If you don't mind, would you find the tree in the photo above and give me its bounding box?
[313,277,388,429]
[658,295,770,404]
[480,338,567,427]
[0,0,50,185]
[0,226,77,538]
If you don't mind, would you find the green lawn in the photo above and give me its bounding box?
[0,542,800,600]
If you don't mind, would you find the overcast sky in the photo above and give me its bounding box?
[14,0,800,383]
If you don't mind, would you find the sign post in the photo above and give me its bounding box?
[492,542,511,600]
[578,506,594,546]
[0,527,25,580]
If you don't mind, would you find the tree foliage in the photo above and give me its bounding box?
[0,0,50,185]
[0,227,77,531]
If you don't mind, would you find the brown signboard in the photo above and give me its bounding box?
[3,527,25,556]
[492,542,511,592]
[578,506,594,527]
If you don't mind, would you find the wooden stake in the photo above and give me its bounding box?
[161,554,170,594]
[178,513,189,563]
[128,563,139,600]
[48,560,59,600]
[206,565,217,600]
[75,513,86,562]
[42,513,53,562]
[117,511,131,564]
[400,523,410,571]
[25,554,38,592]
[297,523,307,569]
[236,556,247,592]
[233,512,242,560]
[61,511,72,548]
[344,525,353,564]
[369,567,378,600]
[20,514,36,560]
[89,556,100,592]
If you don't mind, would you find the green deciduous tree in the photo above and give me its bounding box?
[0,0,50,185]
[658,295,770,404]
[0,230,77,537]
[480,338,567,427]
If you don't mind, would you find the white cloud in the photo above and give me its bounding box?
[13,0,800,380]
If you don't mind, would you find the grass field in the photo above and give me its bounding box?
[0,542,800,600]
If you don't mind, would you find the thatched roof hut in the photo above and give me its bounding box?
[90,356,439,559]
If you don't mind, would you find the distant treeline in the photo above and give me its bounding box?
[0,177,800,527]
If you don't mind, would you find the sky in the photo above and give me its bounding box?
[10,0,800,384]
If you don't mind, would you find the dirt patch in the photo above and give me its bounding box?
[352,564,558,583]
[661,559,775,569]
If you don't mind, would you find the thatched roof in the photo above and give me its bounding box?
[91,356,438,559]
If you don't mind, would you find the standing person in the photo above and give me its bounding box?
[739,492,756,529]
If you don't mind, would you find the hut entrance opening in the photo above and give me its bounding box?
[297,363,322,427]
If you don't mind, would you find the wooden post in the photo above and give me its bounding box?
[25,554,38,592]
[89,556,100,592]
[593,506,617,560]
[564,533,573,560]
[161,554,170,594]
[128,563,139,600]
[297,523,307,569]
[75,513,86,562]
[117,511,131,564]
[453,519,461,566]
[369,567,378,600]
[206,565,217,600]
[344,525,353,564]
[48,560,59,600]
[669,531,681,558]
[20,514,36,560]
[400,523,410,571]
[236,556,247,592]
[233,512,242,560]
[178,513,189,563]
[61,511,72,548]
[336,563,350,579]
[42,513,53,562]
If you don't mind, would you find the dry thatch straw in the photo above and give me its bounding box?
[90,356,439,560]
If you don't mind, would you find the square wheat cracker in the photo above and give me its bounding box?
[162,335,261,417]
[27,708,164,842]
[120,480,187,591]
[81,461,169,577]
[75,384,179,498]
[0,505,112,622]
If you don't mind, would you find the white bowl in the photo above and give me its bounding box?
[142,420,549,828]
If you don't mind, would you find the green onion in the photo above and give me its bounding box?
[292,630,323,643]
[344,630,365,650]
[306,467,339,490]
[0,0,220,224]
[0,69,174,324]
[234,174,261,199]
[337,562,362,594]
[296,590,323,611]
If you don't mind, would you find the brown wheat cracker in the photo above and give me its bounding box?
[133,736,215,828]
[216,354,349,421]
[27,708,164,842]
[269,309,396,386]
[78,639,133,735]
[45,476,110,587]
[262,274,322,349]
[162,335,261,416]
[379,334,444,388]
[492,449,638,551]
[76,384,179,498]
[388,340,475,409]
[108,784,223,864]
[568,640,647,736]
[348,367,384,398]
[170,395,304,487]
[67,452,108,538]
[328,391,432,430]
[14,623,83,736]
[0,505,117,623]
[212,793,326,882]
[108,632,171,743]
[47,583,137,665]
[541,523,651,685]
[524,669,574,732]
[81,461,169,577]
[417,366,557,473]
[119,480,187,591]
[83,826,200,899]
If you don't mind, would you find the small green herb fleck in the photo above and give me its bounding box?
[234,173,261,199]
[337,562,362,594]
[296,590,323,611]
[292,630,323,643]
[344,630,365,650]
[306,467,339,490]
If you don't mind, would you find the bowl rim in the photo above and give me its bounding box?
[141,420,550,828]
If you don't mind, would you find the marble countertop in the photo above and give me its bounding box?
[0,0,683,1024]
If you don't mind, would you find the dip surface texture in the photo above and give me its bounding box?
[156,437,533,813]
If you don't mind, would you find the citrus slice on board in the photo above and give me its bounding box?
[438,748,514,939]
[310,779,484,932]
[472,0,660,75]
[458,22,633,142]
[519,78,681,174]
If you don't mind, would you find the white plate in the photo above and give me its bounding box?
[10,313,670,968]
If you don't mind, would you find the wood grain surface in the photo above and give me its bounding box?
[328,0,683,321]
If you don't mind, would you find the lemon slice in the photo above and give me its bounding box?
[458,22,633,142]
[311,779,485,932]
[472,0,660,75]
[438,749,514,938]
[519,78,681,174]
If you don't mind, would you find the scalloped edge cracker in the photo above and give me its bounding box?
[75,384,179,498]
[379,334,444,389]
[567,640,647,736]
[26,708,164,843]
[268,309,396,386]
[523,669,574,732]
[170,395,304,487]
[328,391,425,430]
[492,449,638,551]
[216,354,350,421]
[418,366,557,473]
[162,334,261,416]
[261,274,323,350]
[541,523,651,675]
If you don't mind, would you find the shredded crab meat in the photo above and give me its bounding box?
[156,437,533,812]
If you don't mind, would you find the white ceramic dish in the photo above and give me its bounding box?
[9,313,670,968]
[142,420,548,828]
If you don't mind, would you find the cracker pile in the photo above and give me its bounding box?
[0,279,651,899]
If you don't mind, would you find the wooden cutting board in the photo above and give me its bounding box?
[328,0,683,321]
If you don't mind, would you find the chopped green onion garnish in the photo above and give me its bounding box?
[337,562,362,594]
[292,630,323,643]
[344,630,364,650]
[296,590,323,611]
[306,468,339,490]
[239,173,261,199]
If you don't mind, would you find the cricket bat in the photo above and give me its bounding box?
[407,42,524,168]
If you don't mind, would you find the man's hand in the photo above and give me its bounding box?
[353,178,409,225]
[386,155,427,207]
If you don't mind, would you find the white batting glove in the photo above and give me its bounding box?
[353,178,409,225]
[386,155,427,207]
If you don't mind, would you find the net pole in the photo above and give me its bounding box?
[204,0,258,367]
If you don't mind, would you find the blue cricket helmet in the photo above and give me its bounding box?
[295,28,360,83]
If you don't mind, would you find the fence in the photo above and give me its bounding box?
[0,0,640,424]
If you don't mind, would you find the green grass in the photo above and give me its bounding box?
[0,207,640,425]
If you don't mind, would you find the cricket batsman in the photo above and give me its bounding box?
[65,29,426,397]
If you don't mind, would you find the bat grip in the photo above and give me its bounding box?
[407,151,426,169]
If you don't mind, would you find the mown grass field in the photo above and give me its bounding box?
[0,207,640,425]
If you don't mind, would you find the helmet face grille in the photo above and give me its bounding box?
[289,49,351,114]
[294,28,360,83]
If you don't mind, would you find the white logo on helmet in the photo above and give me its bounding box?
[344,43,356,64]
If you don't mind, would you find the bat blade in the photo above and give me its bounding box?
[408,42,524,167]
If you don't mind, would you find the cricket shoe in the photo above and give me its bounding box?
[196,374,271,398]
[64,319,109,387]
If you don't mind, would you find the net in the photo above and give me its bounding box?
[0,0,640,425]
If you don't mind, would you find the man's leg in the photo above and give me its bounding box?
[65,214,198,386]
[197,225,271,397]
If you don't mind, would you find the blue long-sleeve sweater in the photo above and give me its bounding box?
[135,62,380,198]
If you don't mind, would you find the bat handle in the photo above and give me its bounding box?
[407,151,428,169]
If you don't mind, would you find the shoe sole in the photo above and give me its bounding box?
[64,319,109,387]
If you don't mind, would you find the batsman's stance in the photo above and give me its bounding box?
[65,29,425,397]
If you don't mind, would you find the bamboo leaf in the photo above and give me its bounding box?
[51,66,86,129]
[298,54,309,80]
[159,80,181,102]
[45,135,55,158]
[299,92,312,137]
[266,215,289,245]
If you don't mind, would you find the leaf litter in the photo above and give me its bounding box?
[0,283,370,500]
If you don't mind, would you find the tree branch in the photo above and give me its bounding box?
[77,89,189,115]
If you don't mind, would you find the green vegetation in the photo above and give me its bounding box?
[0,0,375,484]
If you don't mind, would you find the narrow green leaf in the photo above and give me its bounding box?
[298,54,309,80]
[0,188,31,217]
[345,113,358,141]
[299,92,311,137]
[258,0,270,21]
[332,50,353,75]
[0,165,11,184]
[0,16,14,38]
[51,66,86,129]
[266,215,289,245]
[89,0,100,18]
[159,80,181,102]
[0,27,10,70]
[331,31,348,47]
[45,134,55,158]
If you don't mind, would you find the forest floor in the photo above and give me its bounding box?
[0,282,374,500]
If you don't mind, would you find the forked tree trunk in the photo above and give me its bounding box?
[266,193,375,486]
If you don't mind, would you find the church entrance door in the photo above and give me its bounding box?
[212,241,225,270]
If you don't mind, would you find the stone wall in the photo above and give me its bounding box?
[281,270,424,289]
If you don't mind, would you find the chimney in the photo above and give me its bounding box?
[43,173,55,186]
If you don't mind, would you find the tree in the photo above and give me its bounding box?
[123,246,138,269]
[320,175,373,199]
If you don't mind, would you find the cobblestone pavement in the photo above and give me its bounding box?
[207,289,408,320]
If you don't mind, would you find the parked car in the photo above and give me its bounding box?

:::

> Challenge
Reproduce word for word the stretch of lines above, from the line containing "If you don't mind, would you find the helmet" through the line containing "[0,0,640,425]", including both of those lines.

> Problem solution
If you don't mind, would you find the helmet face grille in the photo above and give me its bounding box?
[289,49,351,114]
[294,28,360,83]
If you don't mind, would you find the white logo on helmet in the photo above and give me its bounding box?
[344,43,356,64]
If you don't mind, would you find the bat blade in the photo above and give me its bounding box?
[408,42,524,167]
If you don't mind, would you find the cricket shoe in the photo above and give me its bounding box?
[196,374,271,398]
[64,319,109,387]
If you don't mind, would you find the net in the photo above and give me its bounding box?
[0,0,640,425]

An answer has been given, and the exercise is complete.